> DIRECTIONS FOR THIS TASK
Copy out every line in the entries below that contains the word "object".

> RECORDS PROVIDED

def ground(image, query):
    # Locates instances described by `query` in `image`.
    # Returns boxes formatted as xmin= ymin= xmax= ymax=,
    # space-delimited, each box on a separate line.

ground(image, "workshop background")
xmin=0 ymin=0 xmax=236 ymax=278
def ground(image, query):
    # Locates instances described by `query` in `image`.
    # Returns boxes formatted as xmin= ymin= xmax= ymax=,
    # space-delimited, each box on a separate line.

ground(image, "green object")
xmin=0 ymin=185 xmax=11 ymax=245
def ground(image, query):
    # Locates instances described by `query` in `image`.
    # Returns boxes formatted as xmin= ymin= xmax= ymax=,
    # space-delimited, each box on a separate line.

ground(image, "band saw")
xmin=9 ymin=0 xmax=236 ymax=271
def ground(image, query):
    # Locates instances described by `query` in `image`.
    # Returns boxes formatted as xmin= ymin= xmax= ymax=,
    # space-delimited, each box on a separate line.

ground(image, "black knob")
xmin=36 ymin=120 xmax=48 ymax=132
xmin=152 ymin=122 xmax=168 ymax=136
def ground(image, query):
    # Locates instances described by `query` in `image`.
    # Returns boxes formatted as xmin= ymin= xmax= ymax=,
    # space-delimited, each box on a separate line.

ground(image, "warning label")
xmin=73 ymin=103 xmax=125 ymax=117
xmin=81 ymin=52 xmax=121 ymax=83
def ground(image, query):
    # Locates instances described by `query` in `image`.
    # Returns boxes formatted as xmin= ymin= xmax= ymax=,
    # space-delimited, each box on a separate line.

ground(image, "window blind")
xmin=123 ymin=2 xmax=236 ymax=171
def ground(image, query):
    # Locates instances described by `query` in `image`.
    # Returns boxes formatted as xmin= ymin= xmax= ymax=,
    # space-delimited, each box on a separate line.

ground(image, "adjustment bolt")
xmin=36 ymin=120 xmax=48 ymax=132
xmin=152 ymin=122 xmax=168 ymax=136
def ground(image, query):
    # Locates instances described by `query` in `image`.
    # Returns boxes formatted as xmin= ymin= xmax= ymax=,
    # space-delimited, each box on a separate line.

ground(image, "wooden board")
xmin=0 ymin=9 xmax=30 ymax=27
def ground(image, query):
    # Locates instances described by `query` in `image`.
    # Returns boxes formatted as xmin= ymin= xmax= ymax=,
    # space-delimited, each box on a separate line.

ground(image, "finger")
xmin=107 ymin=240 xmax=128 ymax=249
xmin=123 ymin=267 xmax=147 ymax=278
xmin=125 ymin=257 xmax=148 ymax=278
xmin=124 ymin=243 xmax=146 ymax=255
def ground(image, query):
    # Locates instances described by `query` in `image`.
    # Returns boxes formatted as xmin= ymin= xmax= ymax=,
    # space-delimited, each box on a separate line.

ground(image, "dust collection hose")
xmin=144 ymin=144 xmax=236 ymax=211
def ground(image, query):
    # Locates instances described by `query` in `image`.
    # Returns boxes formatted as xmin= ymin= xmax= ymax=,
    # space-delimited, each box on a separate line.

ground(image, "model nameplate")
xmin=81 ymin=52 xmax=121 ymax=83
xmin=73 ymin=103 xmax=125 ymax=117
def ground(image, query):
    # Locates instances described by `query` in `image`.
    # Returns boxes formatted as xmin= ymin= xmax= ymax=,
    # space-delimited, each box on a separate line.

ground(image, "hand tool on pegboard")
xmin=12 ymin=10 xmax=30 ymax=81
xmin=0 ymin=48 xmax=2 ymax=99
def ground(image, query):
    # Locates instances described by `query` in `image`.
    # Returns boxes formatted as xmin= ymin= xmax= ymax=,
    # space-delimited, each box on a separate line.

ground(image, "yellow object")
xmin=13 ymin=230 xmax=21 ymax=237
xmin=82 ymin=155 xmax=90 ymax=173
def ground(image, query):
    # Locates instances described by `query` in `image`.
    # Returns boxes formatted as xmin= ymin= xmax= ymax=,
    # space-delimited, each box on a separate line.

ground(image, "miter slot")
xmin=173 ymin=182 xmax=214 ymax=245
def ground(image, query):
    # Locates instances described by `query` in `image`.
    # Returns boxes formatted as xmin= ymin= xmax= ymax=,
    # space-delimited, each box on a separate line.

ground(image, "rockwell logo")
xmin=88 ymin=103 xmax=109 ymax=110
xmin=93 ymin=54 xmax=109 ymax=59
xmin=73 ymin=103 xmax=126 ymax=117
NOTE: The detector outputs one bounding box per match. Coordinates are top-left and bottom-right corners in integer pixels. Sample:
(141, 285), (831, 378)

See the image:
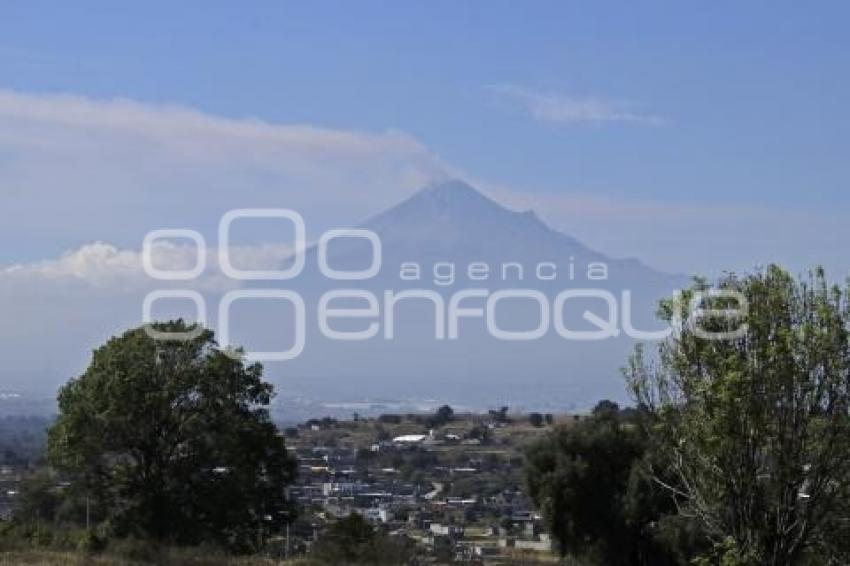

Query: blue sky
(0, 0), (850, 398)
(0, 1), (850, 271)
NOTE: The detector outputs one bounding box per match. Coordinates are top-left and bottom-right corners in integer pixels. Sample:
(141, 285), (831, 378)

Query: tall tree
(525, 401), (673, 566)
(626, 267), (850, 566)
(48, 321), (295, 549)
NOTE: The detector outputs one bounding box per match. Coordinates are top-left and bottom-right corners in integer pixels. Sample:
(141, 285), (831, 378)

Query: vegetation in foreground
(2, 267), (850, 566)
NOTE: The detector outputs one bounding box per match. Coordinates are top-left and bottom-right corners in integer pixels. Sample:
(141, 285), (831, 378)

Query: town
(285, 406), (564, 564)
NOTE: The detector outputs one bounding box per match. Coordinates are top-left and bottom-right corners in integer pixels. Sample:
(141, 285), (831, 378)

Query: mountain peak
(410, 179), (501, 207)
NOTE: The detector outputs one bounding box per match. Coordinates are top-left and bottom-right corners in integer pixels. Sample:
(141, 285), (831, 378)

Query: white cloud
(0, 90), (449, 262)
(488, 84), (664, 125)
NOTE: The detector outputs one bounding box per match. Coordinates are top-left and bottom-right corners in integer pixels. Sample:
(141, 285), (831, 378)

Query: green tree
(311, 513), (415, 564)
(48, 321), (295, 550)
(525, 405), (672, 566)
(626, 266), (850, 566)
(528, 413), (544, 427)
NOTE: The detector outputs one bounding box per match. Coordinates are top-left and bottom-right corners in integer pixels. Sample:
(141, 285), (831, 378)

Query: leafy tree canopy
(48, 321), (295, 550)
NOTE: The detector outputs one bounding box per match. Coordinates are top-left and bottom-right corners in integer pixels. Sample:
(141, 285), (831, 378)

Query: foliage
(48, 321), (295, 550)
(528, 413), (544, 427)
(626, 267), (850, 565)
(526, 404), (672, 565)
(310, 513), (414, 564)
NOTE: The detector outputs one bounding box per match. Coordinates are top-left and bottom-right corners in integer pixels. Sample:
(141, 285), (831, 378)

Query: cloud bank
(488, 84), (664, 125)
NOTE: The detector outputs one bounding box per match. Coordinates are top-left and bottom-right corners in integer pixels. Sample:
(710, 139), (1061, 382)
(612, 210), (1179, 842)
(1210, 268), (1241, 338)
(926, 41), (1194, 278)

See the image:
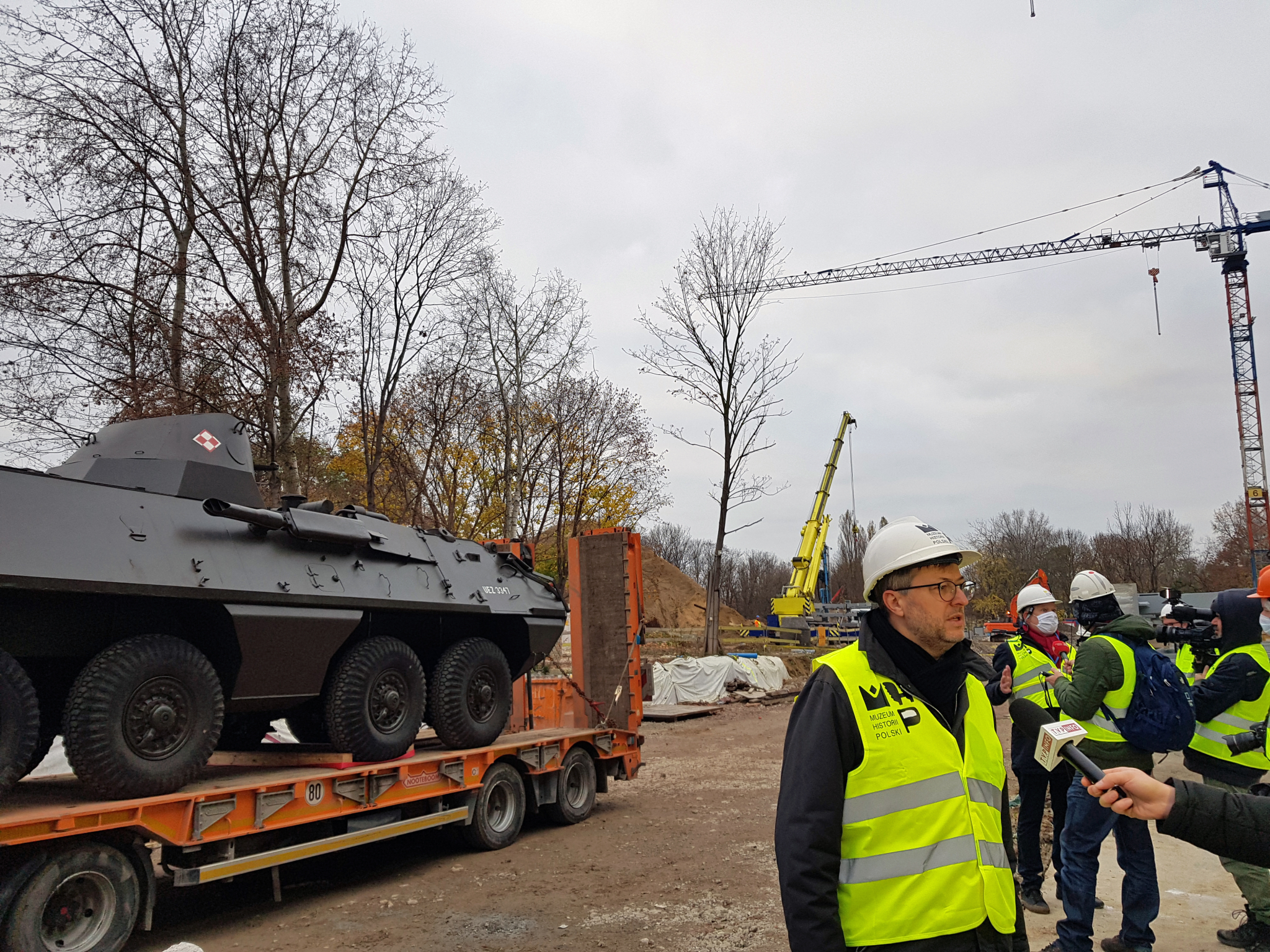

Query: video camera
(1223, 722), (1266, 757)
(1156, 589), (1222, 670)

> CORRECT RESPONSE
ground(image, "green object")
ground(image, "yellow object")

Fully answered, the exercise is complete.